Could you copy the records from the start through the line containing "[255,54,284,66]", keeping every line including the requests, and increase each bounding-box coordinate by 119?

———

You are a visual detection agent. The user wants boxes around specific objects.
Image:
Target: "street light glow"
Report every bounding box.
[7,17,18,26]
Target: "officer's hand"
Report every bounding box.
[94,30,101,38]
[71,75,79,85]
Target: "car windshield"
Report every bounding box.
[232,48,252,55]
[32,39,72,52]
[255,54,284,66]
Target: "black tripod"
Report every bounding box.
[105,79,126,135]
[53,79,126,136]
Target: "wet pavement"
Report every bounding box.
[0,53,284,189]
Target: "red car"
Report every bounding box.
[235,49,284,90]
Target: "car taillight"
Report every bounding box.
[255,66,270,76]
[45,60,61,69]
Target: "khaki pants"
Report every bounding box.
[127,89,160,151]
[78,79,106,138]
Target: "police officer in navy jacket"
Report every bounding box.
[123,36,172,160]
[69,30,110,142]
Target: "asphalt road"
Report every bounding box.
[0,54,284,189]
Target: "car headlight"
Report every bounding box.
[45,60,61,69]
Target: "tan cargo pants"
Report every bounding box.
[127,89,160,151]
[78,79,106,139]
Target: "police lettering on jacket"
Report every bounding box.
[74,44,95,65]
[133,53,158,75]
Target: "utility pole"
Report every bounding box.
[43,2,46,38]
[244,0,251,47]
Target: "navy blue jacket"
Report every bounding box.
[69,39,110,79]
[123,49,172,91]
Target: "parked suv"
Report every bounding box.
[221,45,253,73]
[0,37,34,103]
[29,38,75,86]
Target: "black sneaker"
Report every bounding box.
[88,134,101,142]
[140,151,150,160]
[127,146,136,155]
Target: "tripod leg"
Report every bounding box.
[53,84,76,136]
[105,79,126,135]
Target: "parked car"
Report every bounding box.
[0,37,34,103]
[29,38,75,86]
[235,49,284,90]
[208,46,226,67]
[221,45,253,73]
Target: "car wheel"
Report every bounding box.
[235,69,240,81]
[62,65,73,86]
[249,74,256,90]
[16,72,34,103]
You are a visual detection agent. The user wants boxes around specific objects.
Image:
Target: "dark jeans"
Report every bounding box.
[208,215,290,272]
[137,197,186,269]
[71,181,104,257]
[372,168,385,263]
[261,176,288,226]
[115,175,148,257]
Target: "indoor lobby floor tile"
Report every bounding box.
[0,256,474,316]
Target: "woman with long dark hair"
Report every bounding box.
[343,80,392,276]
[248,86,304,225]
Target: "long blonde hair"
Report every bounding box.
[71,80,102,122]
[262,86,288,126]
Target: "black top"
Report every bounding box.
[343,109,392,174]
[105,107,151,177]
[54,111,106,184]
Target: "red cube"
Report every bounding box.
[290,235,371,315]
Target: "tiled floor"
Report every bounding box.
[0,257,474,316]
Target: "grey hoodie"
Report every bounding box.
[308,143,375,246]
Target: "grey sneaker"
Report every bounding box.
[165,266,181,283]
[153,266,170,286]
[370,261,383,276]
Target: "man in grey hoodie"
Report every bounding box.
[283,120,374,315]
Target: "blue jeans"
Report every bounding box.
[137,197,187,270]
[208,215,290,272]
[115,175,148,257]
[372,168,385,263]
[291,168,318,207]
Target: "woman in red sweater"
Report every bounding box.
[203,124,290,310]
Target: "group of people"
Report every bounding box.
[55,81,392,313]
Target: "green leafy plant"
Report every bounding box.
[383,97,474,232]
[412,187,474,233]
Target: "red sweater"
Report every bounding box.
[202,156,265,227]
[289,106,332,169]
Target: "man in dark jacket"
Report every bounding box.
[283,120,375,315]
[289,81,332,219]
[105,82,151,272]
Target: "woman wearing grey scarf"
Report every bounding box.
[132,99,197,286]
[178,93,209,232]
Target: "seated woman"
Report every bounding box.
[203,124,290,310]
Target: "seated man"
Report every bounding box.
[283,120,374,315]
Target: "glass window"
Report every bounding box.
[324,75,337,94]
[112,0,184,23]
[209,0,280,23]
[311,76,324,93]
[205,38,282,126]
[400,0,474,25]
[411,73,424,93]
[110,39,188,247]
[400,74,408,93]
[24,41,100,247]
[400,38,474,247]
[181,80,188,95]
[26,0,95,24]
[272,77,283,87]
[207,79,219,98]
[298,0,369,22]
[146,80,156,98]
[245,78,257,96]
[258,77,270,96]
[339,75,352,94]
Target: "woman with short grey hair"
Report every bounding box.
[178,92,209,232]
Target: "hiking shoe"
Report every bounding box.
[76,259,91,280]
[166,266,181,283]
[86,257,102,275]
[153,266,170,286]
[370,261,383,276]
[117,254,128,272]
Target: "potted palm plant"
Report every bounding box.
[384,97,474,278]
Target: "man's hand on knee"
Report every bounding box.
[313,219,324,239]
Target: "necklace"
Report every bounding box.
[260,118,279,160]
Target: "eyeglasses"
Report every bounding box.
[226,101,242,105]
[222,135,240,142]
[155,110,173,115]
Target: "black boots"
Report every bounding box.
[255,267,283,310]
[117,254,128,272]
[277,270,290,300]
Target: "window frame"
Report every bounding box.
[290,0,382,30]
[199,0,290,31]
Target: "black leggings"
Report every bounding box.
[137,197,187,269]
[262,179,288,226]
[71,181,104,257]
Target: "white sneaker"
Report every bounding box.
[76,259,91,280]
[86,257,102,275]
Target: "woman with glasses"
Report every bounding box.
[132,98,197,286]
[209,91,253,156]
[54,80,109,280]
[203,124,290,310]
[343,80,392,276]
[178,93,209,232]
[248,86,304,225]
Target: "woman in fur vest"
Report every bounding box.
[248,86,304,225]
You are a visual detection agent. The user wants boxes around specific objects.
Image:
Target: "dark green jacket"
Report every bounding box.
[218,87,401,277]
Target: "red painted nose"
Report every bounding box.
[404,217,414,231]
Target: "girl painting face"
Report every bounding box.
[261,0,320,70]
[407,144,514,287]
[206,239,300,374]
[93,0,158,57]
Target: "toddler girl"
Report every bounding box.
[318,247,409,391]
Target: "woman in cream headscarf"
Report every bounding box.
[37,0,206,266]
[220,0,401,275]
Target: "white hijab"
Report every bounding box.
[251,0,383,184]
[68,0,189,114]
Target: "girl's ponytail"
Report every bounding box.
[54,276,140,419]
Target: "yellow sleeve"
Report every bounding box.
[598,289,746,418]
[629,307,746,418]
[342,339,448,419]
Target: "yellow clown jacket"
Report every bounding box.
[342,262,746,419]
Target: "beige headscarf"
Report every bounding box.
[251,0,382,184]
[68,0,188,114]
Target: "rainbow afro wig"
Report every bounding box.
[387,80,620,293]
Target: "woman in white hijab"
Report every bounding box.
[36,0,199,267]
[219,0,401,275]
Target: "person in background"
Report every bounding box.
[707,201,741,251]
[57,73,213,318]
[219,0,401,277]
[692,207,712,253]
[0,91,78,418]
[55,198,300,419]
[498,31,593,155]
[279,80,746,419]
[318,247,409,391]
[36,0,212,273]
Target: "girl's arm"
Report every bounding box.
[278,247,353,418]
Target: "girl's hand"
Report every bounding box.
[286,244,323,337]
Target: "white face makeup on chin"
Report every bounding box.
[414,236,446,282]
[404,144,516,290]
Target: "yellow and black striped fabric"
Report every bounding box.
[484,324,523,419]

———

EXPECTED OUTPUT:
You are a visual detection agent. The user wants boxes around specific objects.
Image:
Target: "street light glow"
Report every bounding box.
[126,136,137,145]
Target: "officer's hand"
Report every bounding box.
[213,149,220,157]
[190,194,198,204]
Target: "car windshield"
Report every bounding box.
[351,167,371,174]
[151,158,191,171]
[374,173,403,185]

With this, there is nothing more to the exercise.